EXERCISE REQUIREMENTS => What do the lines from the one containing "Could you please point to the satellite" through the end of the entries say? Quote them exactly, and only them.

PROVIDED INFORMATION =>
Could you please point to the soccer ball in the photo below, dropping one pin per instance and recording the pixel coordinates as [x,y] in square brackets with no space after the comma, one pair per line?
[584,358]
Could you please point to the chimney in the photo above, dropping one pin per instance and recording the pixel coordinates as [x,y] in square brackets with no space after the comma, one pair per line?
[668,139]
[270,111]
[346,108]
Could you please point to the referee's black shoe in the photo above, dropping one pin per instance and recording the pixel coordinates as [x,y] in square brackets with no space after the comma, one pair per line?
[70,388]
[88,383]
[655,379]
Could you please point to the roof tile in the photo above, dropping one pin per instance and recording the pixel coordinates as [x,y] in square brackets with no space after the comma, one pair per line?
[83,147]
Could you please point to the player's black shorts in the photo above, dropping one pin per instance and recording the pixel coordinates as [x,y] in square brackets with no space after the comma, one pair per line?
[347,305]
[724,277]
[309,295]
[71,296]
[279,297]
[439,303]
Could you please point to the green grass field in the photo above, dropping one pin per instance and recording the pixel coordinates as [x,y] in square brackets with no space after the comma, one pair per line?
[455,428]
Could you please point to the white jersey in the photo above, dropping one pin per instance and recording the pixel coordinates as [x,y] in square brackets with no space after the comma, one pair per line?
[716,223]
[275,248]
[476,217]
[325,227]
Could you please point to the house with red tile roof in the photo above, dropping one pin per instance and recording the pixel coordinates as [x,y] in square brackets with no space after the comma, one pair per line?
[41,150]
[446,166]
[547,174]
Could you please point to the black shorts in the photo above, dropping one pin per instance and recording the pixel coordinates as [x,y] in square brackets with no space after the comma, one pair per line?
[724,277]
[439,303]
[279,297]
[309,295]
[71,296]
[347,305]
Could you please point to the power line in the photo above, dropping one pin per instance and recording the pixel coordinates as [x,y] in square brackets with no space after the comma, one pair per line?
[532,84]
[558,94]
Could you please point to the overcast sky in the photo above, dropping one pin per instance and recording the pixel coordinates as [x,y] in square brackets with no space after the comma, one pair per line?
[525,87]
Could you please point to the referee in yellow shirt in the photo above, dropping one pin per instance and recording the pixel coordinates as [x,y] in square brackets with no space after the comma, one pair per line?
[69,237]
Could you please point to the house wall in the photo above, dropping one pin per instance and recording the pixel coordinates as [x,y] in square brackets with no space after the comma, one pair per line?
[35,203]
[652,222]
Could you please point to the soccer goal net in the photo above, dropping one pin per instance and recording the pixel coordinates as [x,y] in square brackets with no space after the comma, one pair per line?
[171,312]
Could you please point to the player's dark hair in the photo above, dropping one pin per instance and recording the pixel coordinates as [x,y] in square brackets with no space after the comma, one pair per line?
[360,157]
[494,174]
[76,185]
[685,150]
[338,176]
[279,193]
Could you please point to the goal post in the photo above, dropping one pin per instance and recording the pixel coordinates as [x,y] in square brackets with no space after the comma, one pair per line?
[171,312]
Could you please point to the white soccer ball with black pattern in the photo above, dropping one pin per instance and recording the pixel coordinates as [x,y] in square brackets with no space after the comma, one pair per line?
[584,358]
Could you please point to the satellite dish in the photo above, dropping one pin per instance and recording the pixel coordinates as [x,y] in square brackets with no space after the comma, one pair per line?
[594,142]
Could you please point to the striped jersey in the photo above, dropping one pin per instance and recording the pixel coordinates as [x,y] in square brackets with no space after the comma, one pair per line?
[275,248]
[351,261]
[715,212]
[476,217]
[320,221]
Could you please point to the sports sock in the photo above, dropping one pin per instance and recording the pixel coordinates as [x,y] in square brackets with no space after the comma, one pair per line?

OUTPUT OF THE TASK =>
Could you please point to the satellite dish in the photo above, dropping one pin per instance and recording the pixel coordinates as [x,y] in square brackets with no space after the comma, one pair per line?
[594,142]
Could you please point to the striped jersey in the photo above, dropping one pin per instance and recording the pixel coordinates as [x,y] in square brackets with no space after the comma, one pair per line?
[275,248]
[351,261]
[715,212]
[476,217]
[320,221]
Could you please point to the sports sock in the photo above, dropping one pin per instance and recording the pixel coordinates as [x,y] in square brackets with no space after the comma, one pair per line?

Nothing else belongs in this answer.